=== Begin Enclosure ===
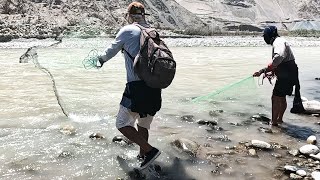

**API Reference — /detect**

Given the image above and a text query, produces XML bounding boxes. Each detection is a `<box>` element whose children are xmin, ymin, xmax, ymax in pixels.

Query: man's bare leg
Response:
<box><xmin>271</xmin><ymin>95</ymin><xmax>282</xmax><ymax>126</ymax></box>
<box><xmin>137</xmin><ymin>125</ymin><xmax>149</xmax><ymax>157</ymax></box>
<box><xmin>277</xmin><ymin>96</ymin><xmax>287</xmax><ymax>124</ymax></box>
<box><xmin>118</xmin><ymin>126</ymin><xmax>152</xmax><ymax>153</ymax></box>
=== End Enclosure ===
TASK DETAILS: Only the lines from the one containing "Given the image" through the last line above belong in your answer. Retype them exactly.

YOUR SOLUTION:
Given the image above and a text query, produces XML bounding boxes. Each detection is a `<box>` element whose children are xmin, ymin, xmax, ymax in pixels.

Query: man's bare leg
Response:
<box><xmin>271</xmin><ymin>95</ymin><xmax>282</xmax><ymax>126</ymax></box>
<box><xmin>137</xmin><ymin>125</ymin><xmax>149</xmax><ymax>157</ymax></box>
<box><xmin>277</xmin><ymin>96</ymin><xmax>287</xmax><ymax>124</ymax></box>
<box><xmin>118</xmin><ymin>126</ymin><xmax>152</xmax><ymax>153</ymax></box>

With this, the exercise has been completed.